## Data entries
────────────────────────────────────────

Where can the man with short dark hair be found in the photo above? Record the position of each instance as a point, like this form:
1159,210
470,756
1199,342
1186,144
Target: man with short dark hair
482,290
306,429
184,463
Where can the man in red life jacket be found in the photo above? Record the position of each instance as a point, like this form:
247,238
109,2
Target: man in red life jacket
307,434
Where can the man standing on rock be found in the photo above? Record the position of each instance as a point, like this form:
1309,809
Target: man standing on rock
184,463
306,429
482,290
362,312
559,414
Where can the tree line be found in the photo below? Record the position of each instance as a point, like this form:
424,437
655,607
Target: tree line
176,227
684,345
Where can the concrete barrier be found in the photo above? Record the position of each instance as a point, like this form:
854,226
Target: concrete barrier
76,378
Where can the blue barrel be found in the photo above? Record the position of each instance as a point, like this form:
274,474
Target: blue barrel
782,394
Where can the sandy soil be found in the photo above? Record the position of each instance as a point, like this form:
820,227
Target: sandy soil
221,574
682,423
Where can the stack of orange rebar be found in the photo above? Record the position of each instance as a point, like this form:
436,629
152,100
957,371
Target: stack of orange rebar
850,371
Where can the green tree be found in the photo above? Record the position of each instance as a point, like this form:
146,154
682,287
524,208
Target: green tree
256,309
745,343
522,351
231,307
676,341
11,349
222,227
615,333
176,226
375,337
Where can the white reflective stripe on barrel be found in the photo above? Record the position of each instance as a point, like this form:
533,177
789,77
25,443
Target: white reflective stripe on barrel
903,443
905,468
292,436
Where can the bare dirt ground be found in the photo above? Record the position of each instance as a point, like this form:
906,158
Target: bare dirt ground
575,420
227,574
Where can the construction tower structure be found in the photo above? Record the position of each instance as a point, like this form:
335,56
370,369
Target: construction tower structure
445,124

────────────────────────────────────────

## Work to be completed
Every line from the one containing "Target: white reflective stripe on barrel" through the last line above should be retyped exactly; no other lines are wanted.

## Solution
Target: white reflective stripe on barrel
903,443
905,468
292,436
Where can the bare dirt ground be found in the photo above? Record the position of each instance as a point, like this form:
906,158
Target: bare dirt ground
575,420
227,574
Where can the construction tower structure be found in the photo above? Record the position of each instance as a point, like this form:
335,56
370,369
Target: construction tower structure
445,124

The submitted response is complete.